Lindholm, A., Sutter, A., Künzel, S., Tautz, D., & Rehrauer, H. (2019). Effects of a male meiotic driver on male and female transcriptomes in the house mouse. Proceedings of the Royal Society B: Biological Sciences, 286(1915): 20191927. doi:10.1098/rspb.2019.1927.


Cite as: https://hdl.handle.net/21.11116/0000-0005-6892-1
Abstract
Not all genetic loci follow Mendel's rules, and the evolutionary consequences of this are not yet fully known. Genomic conflict involving multiple loci is a likely outcome, as restoration of Mendelian inheritance patterns will be selected for, and sexual conflict may also arise when sexes are differentially affected. Here, we investigate effects of the t haplotype, an autosomal male meiotic driver in house mice, on genome-wide gene expression patterns in males and females. We analysed gonads, liver and brain in adult same-sex sibling pairs differing in genotype, allowing us to identify t-associated differences in gene regulation. In testes, only 40% of differentially expressed genes mapped to the approximately 708 annotated genes comprising the t haplotype. Thus, much of the activity of the t haplotype occurs in trans, and as upregulation. Sperm maturation functions were enriched among both cis and trans acting t haplotype genes. Within the t haplotype, we observed more downregulation and differential exon usage. In ovaries, liver and brain, the majority of expression differences mapped to the t haplotype, and were largely independent of the differences seen in the testis. Overall, we found widespread transcriptional effects of this male meiotic driver in the house mouse genome.

§ Supplied records

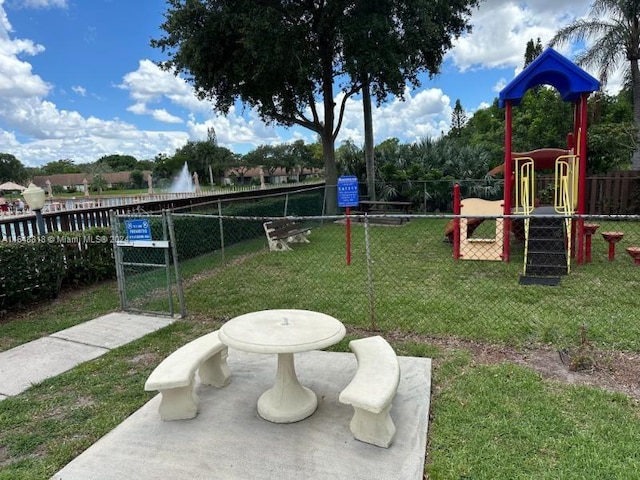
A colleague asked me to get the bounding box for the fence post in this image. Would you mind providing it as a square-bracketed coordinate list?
[453, 183, 460, 260]
[162, 210, 175, 317]
[109, 210, 127, 310]
[165, 211, 187, 318]
[364, 213, 377, 330]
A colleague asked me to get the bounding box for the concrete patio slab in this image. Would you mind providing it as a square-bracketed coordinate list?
[0, 312, 175, 401]
[52, 349, 431, 480]
[51, 312, 174, 349]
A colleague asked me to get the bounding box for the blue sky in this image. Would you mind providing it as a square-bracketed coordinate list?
[0, 0, 616, 166]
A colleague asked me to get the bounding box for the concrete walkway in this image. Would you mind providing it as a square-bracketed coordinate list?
[0, 313, 431, 480]
[0, 312, 174, 400]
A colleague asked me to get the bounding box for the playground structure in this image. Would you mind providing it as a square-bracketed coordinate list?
[445, 48, 600, 284]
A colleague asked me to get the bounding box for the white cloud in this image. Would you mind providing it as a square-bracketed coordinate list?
[0, 0, 624, 169]
[16, 0, 67, 8]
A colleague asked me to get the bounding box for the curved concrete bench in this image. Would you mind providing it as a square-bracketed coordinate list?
[144, 330, 230, 421]
[339, 336, 400, 448]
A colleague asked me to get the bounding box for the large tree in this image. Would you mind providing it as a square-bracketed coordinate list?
[549, 0, 640, 170]
[151, 0, 355, 212]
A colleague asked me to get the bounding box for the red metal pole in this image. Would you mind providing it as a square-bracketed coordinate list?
[347, 207, 351, 266]
[502, 100, 513, 262]
[453, 183, 460, 260]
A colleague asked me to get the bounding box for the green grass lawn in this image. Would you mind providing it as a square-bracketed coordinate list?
[0, 220, 640, 480]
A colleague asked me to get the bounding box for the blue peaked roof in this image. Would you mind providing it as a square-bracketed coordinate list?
[498, 48, 600, 108]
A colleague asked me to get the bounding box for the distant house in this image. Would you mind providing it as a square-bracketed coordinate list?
[223, 167, 322, 185]
[33, 170, 151, 192]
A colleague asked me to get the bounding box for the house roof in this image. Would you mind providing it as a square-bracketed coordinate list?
[498, 48, 600, 108]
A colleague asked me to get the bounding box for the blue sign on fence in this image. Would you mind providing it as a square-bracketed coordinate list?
[338, 175, 359, 207]
[124, 218, 151, 242]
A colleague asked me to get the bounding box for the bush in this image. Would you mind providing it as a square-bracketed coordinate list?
[48, 227, 116, 285]
[0, 228, 116, 310]
[0, 237, 64, 309]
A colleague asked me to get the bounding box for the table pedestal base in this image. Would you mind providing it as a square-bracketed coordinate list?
[258, 353, 318, 423]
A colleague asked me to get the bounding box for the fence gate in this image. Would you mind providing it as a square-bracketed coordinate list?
[111, 212, 185, 317]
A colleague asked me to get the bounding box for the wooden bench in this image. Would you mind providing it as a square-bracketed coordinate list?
[339, 336, 400, 448]
[263, 218, 311, 252]
[144, 330, 230, 421]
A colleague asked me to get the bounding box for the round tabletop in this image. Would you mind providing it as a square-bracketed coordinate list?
[218, 310, 346, 353]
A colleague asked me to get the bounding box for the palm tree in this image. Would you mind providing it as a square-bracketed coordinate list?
[549, 0, 640, 170]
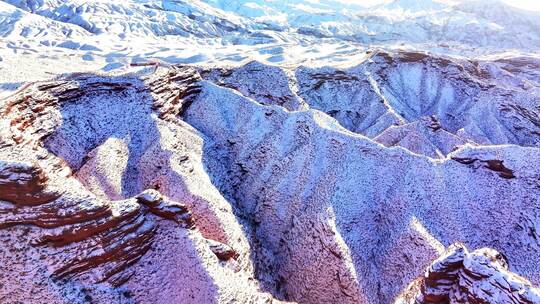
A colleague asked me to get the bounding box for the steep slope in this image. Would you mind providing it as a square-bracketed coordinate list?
[0, 53, 540, 303]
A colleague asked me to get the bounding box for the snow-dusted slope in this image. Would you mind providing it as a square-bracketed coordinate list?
[0, 0, 540, 304]
[0, 0, 540, 89]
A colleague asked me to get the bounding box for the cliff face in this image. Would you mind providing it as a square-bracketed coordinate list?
[396, 244, 540, 304]
[0, 51, 540, 303]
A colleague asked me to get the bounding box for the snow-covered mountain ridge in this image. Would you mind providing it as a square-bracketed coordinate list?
[0, 0, 540, 89]
[0, 0, 540, 304]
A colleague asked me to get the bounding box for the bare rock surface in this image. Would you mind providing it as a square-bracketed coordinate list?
[0, 51, 540, 303]
[395, 244, 540, 304]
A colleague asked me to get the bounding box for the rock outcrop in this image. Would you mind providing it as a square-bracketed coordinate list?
[0, 52, 540, 303]
[395, 244, 540, 304]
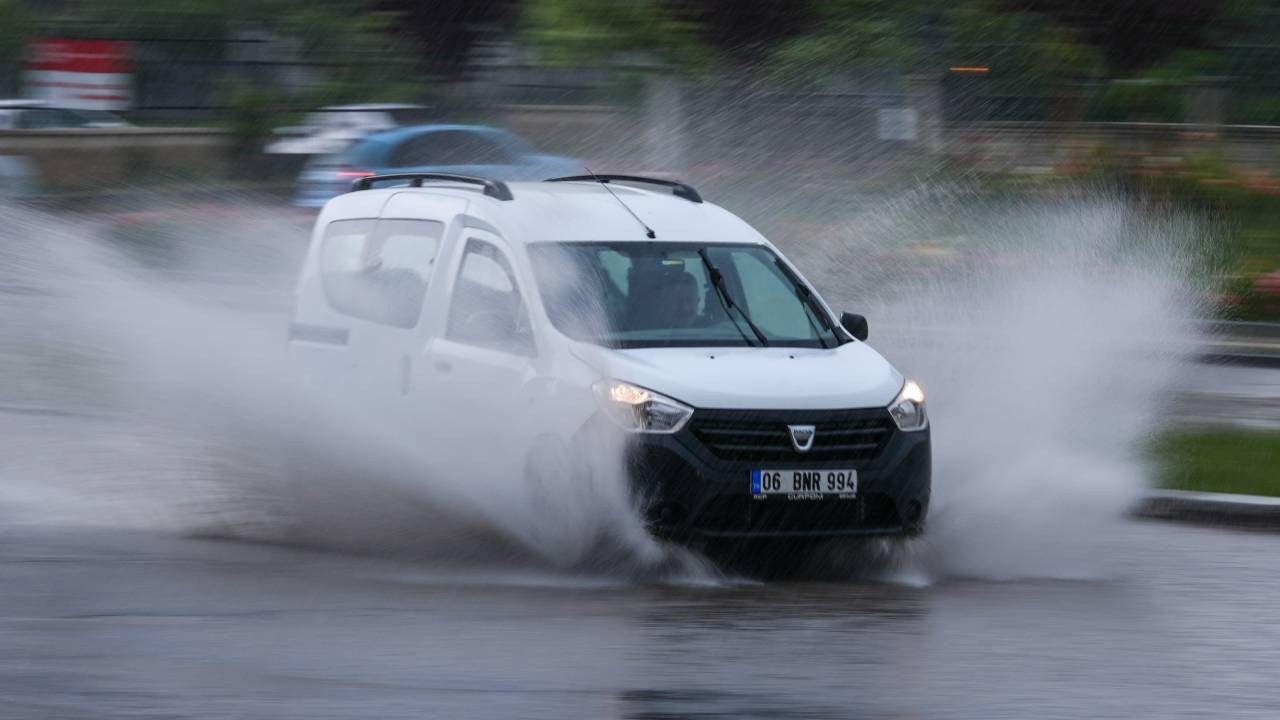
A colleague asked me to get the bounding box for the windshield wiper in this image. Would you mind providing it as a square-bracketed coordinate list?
[698, 247, 769, 347]
[773, 258, 840, 350]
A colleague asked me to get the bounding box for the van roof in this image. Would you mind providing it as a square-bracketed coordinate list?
[320, 181, 767, 243]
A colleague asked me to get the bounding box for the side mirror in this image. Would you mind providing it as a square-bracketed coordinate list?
[840, 313, 867, 342]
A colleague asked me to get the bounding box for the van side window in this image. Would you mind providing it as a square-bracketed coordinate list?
[319, 220, 444, 328]
[445, 238, 534, 355]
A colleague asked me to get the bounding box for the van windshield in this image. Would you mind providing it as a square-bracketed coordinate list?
[529, 242, 844, 347]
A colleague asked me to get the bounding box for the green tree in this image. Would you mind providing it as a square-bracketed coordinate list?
[521, 0, 714, 70]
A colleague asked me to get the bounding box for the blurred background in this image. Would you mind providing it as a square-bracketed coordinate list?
[0, 0, 1280, 313]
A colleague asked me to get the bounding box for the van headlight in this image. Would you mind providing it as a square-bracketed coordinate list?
[591, 380, 694, 434]
[888, 380, 929, 430]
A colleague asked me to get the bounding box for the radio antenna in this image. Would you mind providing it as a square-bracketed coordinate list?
[582, 165, 658, 240]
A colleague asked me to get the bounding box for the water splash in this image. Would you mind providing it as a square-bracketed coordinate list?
[0, 180, 1204, 584]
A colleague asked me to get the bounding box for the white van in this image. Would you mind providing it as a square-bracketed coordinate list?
[291, 173, 931, 543]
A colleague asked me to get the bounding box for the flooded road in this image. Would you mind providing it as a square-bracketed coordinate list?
[0, 515, 1280, 719]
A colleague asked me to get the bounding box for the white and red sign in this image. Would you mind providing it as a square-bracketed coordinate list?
[24, 37, 133, 110]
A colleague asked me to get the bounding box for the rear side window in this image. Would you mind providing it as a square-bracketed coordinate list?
[319, 220, 444, 328]
[445, 240, 534, 355]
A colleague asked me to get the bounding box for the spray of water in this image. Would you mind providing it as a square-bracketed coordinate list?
[0, 176, 1201, 579]
[788, 183, 1207, 578]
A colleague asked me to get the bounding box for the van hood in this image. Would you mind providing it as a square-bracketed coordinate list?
[573, 342, 904, 410]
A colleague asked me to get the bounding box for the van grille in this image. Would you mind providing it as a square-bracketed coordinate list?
[690, 407, 893, 462]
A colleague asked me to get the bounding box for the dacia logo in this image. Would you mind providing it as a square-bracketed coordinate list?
[787, 425, 818, 452]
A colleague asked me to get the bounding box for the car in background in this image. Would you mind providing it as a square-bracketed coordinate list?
[0, 100, 129, 131]
[294, 126, 582, 208]
[265, 102, 431, 155]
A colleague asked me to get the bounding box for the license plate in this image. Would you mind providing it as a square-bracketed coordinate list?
[751, 470, 858, 500]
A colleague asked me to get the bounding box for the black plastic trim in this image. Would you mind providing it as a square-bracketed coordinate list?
[544, 176, 703, 202]
[351, 173, 515, 200]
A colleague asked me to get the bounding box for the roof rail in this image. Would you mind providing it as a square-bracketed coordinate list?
[351, 173, 513, 200]
[545, 176, 703, 202]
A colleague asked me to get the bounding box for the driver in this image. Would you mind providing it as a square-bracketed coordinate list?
[662, 270, 699, 328]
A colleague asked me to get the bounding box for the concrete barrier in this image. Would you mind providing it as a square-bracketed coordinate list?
[0, 127, 230, 192]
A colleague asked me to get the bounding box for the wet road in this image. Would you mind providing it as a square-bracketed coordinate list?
[0, 523, 1280, 719]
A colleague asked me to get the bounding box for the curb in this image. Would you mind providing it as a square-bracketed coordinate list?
[1132, 489, 1280, 530]
[1196, 351, 1280, 368]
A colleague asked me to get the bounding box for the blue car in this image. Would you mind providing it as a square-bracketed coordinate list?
[294, 126, 584, 208]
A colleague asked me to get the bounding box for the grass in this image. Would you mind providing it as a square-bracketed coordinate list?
[1152, 429, 1280, 496]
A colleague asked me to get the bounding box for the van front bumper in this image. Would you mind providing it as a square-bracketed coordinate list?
[616, 409, 932, 542]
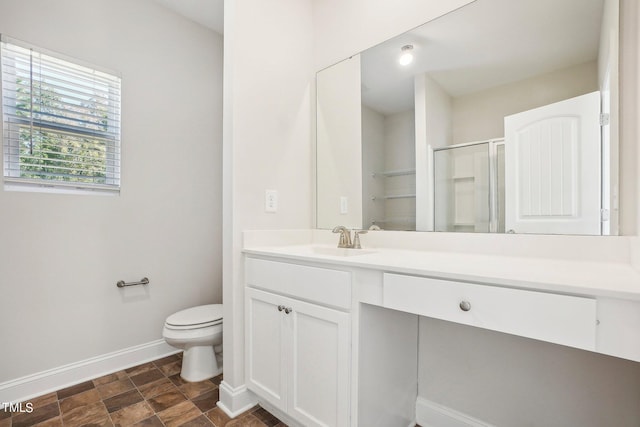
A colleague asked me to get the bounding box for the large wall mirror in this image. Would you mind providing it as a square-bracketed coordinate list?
[317, 0, 620, 235]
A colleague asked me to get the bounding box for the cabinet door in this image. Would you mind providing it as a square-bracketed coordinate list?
[246, 288, 287, 410]
[285, 300, 351, 426]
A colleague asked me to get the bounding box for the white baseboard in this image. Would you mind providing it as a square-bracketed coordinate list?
[0, 339, 181, 404]
[416, 397, 494, 427]
[218, 380, 258, 418]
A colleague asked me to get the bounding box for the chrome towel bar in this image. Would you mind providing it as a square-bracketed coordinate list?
[116, 277, 149, 288]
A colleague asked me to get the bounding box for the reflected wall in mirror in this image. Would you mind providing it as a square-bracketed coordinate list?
[317, 0, 619, 234]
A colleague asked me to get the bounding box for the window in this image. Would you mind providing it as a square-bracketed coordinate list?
[1, 36, 120, 192]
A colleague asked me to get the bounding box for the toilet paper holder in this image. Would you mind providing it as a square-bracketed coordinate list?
[116, 277, 149, 288]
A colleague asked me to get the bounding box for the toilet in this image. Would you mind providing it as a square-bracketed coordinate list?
[162, 304, 222, 382]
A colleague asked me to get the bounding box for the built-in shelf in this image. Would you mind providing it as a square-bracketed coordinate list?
[371, 217, 416, 225]
[373, 169, 416, 178]
[371, 194, 416, 200]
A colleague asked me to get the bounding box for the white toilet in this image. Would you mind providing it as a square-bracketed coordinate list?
[162, 304, 222, 382]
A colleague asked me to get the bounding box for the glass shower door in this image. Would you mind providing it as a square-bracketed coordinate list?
[433, 142, 492, 233]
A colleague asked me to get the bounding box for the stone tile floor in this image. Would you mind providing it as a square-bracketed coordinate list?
[0, 355, 286, 427]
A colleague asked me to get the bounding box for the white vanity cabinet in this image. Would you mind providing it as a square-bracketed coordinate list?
[383, 273, 597, 351]
[245, 258, 351, 426]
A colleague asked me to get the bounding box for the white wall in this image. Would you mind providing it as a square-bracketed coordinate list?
[360, 104, 385, 228]
[452, 61, 599, 144]
[0, 0, 222, 382]
[316, 55, 363, 228]
[220, 0, 315, 413]
[313, 0, 474, 70]
[414, 74, 452, 231]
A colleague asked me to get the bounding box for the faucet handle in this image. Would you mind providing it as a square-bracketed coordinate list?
[332, 225, 353, 248]
[353, 230, 367, 249]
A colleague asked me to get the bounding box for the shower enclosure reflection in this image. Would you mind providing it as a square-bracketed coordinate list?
[433, 140, 505, 233]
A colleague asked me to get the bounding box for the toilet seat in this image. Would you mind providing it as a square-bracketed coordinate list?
[165, 304, 222, 330]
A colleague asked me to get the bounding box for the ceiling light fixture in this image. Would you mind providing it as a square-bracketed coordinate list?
[398, 44, 413, 66]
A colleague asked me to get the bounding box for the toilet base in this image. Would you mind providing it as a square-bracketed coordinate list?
[180, 345, 222, 382]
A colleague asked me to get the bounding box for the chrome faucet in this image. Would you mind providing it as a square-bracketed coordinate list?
[333, 225, 367, 249]
[333, 225, 353, 248]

§ Exercise prompt
From the house mouse abstract, extract the passage between "Lindholm, A., Sutter, A., Künzel, S., Tautz, D., &" and "286(1915): 20191927. doi:10.1098/rspb.2019.1927.", inclusive, copying it word for word.

§ Output below
Lindholm, A., Sutter, A., Künzel, S., Tautz, D., & Rehrauer, H. (2019). Effects of a male meiotic driver on male and female transcriptomes in the house mouse. Proceedings of the Royal Society B: Biological Sciences, 286(1915): 20191927. doi:10.1098/rspb.2019.1927.